Brief 1: Convert the rows, everything from the first one down to the line containing "[[161, 196, 176, 219]]", into a JSON list of strings with one string per line. Skip blank lines and leave the pictures out.

Passage:
┌──

Charles H. Fletcher III is an American climate scientist and geologist. He studies sea level rise and shoreline change with a particular focus on how climate change will affect communities in the Pacific Islands. In addition to his research, Fletcher advocates for human adaptation to sea level rise.

Fletcher is currently the Interim Dean of the School of Ocean and Earth Science and Technology at the University of Hawaiʻi at Mānoa, as well as chairperson of the Honolulu Climate Change Commission.

Career 
In 1991, Fletcher joined the Department of Earth Sciences (then called the Department of Geology and Geophysics) at the School of Ocean and Earth Science and Technology (SOEST) at the University of Hawaiʻi at Mānoa. He was promoted to professor in 1998, and chaired the department for two terms before 2010, when he became SOEST associate dean for academic affairs. On January 1, 2022, Fletcher was named Interim Dean of SOEST.

In July 2018, Fletcher spoke at a climate change conference on Majuro, the capital of the Marshall Islands. He presented on possible methods for adapting to climate change, describing a possible future scenario in which present-day Majuro is submerged in  of water and recommending an approach of dredging and creating an area of land elevated enough to be safe. While noting that this approach would be expensive and environmentally disruptive, he stated that "I would rather destroy some reef than see an entire culture go extinct."

In October 2018, Fletcher and a team of researchers were in the process of studying East Island, one of the Northwestern Hawaiian Islands when it was destroyed in a storm surge caused by Hurricane Walaka. Fletcher had predicted that the island would be fully inundated by sea level rise within 10 to 30 years, but expressed disappointment that it was gone so soon, describing the event as "a huge blow" to both his research and the species (including the critically endangered Hawaiian monk seal and threatened green sea turtle) that inhabited the island. While the hurricane may have been coincidental, it was abnormally far north, and Fletcher noted that a strong hurricane on this path "is made more probable under the conditions of climate change [and] global warming". He described East Island as a "proxy" for countries on similar low-lying atolls, including the Marshall Islands, the Maldives, Tuvalu and Kiribati, and stated that the destruction of East Island demonstrated the risk to these nations.

└──

Brief 2: According to the passage about Charles H. Fletcher III, on what date was he named Interim Dean of SOEST?

Records for the task:
┌──

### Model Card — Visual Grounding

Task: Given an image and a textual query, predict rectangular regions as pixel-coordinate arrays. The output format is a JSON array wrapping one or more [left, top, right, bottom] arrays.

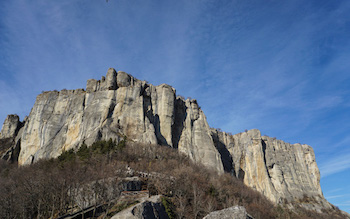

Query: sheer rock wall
[[0, 68, 331, 209]]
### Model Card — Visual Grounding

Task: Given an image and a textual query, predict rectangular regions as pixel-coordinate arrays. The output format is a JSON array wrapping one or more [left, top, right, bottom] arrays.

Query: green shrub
[[161, 196, 176, 219]]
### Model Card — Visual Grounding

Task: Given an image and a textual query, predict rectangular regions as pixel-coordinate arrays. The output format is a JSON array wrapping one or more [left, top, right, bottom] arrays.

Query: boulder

└──

Written solution 1:
[
  "### Model Card — Visual Grounding",
  "Task: Given an image and a textual query, predict rectangular regions as pixel-coordinate arrays. The output format is a JSON array wrapping one or more [left, top, right, bottom] arrays.",
  "Query: sheer rock wall",
  "[[0, 68, 331, 209]]",
  "### Model Card — Visual Grounding",
  "Task: Given an image and a textual query, predict rectangular regions as pixel-coordinate arrays. The output format is a JSON array wrapping one or more [left, top, right, bottom] arrays.",
  "Query: green shrub",
  "[[161, 196, 176, 219]]"
]

Written solution 2: January 1, 2022.